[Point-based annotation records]
[start]

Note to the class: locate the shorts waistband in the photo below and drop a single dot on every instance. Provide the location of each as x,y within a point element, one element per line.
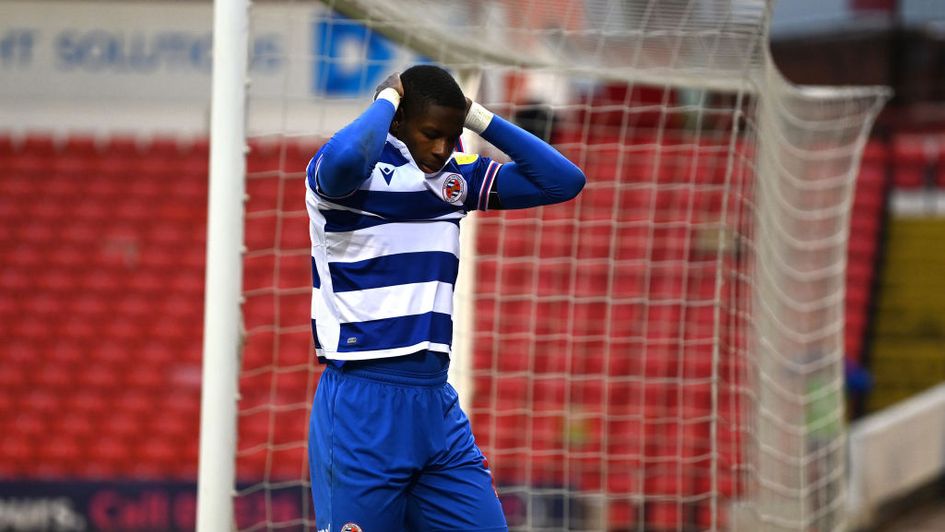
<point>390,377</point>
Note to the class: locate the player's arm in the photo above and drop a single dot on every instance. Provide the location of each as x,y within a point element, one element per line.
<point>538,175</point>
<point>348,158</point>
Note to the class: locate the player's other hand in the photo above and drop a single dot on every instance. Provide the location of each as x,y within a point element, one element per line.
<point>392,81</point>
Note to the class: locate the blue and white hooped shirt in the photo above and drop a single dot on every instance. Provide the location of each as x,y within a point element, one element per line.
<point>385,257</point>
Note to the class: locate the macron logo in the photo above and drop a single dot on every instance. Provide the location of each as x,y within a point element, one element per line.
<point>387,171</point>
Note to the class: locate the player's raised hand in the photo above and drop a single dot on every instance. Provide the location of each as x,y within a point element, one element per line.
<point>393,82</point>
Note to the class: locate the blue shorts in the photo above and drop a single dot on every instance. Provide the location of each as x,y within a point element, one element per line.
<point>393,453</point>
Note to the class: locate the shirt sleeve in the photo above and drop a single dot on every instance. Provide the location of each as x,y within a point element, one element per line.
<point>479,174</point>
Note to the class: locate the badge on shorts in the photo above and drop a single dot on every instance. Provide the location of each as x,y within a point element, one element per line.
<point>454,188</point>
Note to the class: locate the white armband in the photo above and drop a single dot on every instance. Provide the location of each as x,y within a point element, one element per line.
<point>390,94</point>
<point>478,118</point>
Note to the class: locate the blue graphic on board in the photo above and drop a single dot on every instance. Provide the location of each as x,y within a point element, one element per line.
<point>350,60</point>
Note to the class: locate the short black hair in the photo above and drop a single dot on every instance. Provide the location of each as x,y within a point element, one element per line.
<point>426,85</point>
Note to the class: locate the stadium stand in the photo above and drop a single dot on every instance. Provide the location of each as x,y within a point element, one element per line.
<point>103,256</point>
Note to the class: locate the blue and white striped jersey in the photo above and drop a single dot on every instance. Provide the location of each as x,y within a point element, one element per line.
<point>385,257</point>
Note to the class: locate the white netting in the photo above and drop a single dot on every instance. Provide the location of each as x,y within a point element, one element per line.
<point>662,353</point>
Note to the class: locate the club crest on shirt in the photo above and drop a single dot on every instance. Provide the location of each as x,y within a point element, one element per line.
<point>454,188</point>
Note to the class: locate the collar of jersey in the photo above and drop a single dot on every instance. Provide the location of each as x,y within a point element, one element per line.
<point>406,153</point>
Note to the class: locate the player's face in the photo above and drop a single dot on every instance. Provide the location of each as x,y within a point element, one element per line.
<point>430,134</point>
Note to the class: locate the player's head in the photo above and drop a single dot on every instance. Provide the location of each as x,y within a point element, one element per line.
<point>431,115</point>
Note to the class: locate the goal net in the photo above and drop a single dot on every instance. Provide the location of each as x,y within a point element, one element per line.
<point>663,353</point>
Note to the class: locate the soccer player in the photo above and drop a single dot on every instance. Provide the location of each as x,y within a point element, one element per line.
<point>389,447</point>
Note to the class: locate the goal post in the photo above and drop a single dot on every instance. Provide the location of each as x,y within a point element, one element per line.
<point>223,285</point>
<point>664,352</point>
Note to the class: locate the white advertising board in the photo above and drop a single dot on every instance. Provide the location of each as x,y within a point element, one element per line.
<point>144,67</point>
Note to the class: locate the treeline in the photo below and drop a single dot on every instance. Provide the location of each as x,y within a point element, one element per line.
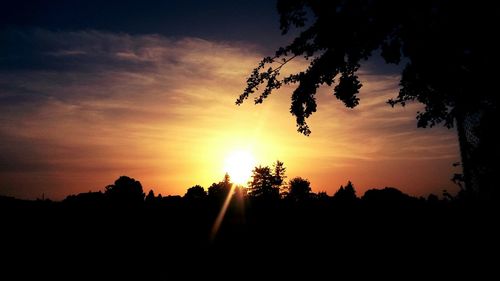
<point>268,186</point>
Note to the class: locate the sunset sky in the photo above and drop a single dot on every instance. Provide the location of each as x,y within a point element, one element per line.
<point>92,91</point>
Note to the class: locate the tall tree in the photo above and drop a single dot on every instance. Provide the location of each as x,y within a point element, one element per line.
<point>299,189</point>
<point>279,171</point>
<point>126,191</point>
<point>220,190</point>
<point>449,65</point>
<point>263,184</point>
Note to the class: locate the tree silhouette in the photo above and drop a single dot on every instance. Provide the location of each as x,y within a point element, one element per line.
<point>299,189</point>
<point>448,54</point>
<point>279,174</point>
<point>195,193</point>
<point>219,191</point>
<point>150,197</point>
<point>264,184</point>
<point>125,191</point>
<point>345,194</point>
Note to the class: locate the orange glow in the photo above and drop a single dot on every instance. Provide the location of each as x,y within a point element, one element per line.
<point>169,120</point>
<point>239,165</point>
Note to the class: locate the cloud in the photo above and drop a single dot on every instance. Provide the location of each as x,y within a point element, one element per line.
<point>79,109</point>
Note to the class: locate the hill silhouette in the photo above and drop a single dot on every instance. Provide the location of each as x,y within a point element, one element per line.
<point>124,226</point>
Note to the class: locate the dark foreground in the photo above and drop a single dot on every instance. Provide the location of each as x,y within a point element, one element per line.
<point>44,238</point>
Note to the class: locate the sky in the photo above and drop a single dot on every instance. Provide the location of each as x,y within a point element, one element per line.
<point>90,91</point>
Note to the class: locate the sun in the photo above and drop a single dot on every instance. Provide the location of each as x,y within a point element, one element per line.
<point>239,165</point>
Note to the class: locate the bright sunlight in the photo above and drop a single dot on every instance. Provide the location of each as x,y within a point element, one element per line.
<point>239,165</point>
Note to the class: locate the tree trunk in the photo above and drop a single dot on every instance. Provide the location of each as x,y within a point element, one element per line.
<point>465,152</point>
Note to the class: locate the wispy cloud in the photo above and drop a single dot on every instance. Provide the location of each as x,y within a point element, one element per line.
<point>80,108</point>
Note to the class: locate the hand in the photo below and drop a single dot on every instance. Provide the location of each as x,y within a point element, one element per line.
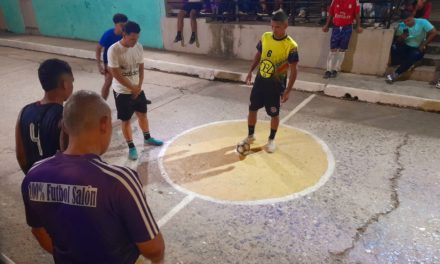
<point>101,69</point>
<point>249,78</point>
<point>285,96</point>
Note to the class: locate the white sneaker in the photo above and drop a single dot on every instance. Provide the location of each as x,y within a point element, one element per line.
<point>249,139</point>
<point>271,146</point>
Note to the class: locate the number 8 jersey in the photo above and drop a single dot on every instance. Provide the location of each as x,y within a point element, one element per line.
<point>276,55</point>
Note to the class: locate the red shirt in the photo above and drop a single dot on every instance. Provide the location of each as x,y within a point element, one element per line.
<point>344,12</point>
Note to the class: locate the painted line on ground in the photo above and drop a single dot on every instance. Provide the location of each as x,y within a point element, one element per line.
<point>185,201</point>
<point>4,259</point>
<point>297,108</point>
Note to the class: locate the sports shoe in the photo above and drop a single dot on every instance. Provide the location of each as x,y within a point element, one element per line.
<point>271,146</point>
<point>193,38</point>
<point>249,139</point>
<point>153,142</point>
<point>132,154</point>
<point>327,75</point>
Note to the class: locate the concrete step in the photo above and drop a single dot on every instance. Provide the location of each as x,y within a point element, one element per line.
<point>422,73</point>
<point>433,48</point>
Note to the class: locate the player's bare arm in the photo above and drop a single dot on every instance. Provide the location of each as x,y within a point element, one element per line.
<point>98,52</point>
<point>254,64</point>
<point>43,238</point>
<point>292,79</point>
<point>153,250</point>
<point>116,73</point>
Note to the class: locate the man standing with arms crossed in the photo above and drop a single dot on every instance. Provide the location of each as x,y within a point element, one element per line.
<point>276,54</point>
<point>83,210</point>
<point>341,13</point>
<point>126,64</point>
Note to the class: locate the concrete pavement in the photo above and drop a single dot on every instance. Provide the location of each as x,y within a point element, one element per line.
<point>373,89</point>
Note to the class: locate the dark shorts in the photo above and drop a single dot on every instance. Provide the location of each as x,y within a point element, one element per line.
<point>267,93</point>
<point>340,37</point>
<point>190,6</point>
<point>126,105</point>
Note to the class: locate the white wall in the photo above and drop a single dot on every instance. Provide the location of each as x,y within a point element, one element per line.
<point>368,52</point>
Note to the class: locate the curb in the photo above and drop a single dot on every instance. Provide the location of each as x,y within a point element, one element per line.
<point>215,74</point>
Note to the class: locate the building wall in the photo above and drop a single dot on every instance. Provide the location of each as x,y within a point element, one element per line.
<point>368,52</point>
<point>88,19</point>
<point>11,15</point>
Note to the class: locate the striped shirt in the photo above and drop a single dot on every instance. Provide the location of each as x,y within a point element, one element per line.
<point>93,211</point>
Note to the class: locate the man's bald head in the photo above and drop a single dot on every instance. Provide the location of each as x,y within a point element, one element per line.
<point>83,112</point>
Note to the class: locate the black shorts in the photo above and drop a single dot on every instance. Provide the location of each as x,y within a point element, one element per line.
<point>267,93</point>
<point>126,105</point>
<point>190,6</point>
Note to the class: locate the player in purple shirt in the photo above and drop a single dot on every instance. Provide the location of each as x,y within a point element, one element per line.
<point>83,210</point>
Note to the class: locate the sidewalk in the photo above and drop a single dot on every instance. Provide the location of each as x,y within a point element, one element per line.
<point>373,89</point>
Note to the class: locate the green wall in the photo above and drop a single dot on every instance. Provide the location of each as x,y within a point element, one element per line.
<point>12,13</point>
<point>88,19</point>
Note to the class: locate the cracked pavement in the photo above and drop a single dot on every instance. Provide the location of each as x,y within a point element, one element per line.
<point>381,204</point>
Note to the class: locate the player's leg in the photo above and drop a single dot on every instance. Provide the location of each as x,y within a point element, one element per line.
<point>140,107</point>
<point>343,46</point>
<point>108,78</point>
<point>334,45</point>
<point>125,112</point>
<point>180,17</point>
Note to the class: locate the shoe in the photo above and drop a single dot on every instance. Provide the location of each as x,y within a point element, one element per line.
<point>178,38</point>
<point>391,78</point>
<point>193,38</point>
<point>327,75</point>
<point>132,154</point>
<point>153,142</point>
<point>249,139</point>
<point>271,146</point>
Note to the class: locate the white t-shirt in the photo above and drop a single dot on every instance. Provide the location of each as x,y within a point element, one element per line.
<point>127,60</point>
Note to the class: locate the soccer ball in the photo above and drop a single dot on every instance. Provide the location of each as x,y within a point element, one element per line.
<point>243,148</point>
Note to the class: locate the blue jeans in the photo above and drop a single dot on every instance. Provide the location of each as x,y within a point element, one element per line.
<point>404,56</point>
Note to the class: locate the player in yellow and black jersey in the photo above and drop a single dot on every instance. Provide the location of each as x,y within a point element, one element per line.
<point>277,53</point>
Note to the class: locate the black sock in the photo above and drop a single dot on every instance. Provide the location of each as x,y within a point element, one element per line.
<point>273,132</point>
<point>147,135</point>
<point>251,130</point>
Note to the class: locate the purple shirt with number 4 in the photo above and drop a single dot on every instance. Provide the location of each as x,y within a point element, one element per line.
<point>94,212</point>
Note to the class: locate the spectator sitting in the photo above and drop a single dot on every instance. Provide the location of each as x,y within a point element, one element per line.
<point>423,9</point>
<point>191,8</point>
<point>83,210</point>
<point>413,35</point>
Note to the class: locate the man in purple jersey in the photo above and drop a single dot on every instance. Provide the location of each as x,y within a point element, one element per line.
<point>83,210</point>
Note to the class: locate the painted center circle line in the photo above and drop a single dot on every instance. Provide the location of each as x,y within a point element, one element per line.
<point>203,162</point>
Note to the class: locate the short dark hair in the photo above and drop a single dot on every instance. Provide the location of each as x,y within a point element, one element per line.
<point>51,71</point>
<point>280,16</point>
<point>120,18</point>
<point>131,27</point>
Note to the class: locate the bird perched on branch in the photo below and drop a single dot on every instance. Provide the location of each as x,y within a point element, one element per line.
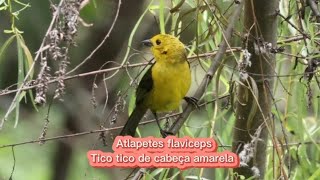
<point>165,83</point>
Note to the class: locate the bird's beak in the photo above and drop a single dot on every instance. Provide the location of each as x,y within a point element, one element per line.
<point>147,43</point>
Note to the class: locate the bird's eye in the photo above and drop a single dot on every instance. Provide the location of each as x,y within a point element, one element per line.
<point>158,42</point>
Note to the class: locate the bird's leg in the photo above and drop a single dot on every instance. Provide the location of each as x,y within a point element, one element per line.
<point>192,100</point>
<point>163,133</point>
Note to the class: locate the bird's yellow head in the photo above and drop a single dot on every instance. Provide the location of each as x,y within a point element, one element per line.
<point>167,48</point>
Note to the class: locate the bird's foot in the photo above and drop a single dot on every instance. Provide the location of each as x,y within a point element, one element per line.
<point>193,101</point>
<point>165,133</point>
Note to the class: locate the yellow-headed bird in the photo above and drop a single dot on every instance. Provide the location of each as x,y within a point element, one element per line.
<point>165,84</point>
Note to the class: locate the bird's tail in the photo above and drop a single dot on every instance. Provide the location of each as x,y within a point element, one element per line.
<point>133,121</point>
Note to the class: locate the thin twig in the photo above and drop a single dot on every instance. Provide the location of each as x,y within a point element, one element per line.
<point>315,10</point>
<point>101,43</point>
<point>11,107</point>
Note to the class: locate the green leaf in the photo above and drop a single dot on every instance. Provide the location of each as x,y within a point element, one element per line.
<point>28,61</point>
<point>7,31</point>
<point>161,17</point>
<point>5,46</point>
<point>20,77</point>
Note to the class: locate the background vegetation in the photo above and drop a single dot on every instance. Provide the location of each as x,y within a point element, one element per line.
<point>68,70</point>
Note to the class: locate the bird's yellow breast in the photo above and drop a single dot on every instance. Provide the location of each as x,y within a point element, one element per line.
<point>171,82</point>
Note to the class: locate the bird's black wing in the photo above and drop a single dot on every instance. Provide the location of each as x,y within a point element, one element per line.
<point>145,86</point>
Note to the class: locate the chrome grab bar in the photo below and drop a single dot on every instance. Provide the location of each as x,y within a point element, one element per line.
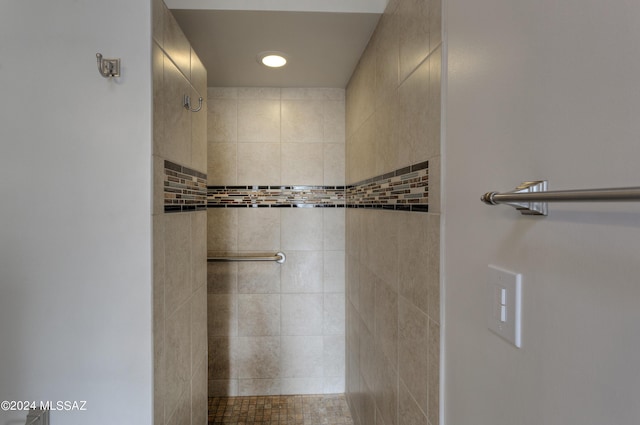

[end]

_What is being asked:_
Copy the lines from the one containing "Note to the class: locate the bird's black" through the end of the records, leaving the pictures out.

_Output for this task:_
Note to the class: locate the bird's black wing in the photo above and drop a single dot on every instance. Provide the location of each as x,y within a point element, one element per line.
<point>145,86</point>
Note to the class: locate the chrome grab bar in the photo below and drop a single dot on every instance. Provide the location of each as x,y within a point element, one element per line.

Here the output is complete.